**What is required**
Will you quote only the lines starting at the one that contains "# test: pointer returns one pin per instance of the asphalt" and ending with the last line of the listing below, inclusive?

**Provided records**
-=-=-

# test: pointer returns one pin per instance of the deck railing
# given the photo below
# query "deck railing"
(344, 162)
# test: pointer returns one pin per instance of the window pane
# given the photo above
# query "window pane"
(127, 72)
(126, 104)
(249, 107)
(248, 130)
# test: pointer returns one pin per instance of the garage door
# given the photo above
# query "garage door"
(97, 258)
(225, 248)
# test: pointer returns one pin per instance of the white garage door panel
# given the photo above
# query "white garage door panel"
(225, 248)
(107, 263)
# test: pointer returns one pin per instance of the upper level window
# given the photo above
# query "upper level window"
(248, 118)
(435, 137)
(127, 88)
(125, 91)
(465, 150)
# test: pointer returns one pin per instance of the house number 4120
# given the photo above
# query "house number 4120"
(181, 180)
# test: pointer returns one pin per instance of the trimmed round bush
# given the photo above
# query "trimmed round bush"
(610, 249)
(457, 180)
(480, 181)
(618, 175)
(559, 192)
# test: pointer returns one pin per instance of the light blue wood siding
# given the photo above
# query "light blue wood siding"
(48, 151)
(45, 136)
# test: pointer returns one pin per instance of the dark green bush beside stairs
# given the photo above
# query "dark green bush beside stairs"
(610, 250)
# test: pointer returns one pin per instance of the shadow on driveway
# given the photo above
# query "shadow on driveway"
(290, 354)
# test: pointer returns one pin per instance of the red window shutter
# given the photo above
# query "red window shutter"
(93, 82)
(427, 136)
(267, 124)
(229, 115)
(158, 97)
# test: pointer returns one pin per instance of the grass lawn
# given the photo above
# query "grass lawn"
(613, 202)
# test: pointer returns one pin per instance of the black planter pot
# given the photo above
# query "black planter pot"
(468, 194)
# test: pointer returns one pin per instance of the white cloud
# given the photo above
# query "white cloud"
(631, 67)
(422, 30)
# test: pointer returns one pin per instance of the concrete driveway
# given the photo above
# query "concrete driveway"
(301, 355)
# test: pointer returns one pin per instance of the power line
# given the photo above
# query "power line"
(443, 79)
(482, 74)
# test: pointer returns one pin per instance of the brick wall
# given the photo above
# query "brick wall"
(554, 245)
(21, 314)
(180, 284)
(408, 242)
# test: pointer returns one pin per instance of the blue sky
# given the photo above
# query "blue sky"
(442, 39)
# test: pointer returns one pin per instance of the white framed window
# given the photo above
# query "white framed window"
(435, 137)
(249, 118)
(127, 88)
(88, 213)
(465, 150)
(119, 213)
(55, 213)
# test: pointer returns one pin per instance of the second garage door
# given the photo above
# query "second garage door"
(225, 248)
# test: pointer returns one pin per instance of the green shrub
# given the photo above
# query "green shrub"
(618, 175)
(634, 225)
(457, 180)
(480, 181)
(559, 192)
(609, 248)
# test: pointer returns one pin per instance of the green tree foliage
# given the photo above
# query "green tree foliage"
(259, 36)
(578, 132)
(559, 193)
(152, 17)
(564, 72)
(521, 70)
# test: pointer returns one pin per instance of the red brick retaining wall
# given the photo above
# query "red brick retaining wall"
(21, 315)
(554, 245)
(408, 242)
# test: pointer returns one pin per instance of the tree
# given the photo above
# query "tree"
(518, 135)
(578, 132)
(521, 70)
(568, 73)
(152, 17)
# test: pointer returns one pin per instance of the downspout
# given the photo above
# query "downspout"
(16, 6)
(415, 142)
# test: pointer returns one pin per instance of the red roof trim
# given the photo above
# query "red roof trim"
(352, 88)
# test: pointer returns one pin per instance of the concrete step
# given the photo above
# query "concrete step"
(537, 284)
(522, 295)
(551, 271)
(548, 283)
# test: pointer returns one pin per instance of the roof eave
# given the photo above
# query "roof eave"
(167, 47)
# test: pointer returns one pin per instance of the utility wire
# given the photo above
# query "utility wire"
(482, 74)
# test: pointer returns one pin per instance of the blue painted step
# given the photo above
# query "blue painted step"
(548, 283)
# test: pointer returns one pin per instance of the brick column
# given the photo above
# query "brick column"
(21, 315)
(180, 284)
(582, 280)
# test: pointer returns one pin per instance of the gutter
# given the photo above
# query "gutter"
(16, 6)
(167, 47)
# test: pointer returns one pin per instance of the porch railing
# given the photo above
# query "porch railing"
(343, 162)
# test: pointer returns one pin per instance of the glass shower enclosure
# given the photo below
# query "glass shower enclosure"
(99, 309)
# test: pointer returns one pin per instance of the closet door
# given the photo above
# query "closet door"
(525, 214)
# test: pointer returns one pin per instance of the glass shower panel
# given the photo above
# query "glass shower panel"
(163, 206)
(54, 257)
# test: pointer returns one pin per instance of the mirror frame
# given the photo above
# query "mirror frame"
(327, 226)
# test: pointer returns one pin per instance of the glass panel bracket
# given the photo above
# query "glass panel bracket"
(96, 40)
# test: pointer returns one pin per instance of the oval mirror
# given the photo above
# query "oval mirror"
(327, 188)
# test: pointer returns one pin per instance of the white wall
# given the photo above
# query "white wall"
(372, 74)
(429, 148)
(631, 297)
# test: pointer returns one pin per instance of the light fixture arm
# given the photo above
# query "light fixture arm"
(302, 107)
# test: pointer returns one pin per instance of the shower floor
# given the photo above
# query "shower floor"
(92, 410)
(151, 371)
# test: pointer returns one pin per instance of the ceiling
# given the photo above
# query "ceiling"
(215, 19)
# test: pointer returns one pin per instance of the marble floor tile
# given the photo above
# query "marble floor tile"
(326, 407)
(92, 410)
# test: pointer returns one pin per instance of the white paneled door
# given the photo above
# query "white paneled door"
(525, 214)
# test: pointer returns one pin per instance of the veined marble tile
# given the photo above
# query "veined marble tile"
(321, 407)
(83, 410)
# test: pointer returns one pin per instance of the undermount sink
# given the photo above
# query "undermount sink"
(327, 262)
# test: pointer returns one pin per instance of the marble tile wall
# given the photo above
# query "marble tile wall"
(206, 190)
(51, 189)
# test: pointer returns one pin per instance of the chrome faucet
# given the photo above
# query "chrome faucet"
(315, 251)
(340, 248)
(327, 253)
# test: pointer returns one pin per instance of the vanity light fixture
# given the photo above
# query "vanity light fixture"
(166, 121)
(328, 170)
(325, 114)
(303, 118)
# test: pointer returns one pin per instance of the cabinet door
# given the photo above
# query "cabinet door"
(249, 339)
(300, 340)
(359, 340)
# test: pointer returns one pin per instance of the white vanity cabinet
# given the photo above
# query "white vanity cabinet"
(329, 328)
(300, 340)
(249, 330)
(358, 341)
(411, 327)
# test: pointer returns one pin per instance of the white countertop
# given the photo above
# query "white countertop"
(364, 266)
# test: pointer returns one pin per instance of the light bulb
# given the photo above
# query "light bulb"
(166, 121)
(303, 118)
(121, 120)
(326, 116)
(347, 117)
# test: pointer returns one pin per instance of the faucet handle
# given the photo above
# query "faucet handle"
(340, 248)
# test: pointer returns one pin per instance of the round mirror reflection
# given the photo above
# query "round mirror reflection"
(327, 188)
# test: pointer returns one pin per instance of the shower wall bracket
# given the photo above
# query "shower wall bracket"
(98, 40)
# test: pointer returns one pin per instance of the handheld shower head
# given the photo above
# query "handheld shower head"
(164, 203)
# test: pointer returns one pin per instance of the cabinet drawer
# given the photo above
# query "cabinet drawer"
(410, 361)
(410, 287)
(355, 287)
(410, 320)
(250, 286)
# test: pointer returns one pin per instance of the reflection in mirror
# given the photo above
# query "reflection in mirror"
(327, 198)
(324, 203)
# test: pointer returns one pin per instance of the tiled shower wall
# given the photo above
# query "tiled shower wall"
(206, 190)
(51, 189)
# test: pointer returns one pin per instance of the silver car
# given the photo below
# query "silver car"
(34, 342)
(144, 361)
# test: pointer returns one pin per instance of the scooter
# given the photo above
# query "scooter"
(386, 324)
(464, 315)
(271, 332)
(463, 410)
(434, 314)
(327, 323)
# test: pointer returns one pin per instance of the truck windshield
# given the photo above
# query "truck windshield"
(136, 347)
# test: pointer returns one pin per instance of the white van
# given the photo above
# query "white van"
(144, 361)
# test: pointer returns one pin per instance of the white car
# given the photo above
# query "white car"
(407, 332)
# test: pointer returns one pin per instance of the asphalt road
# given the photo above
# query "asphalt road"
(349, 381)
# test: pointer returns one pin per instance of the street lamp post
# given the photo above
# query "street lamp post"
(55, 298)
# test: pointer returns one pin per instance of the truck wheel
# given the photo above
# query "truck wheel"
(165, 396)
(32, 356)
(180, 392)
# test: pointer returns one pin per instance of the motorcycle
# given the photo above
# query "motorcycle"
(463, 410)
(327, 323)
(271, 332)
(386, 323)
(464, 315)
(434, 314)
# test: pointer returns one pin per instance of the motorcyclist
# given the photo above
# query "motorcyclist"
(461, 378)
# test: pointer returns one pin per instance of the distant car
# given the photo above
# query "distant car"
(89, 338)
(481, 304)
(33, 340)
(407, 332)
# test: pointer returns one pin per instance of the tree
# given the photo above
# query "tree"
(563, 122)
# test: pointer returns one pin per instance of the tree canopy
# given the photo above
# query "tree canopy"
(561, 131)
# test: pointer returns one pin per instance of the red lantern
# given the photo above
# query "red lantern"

-=-=-

**Response**
# test: pointer returns one pin per instance of the asphalt road
# given the photo above
# query "asphalt road"
(349, 381)
# test: pointer returns one pin per instance of the street lamp post
# given the photo above
# query "street lamp post"
(55, 298)
# test: pointer returns one pin per instance of the truck wheel
# given the photo above
# query "truck wheel"
(165, 396)
(32, 356)
(180, 392)
# test: pointer returns one pin per instance of the motorcycle
# given the photo above
# query "motorcycle"
(463, 410)
(327, 323)
(271, 332)
(386, 323)
(464, 315)
(434, 314)
# test: pointer returns one pin per instance of the motorcyclist
# given the photo above
# query "motorcyclist"
(461, 378)
# test: pointer returns one pin per instance of the distant car
# given the photo above
# query "distant car"
(89, 338)
(481, 304)
(33, 340)
(407, 332)
# test: pointer returns one pin per instance of the tree
# given the photo above
# query "tree"
(563, 122)
# test: pointer returns one pin per instance of the tree canopy
# given the photo above
# query "tree canopy"
(561, 131)
# test: pointer returns one pin per instance of the red lantern
# given the photo above
# query "red lantern"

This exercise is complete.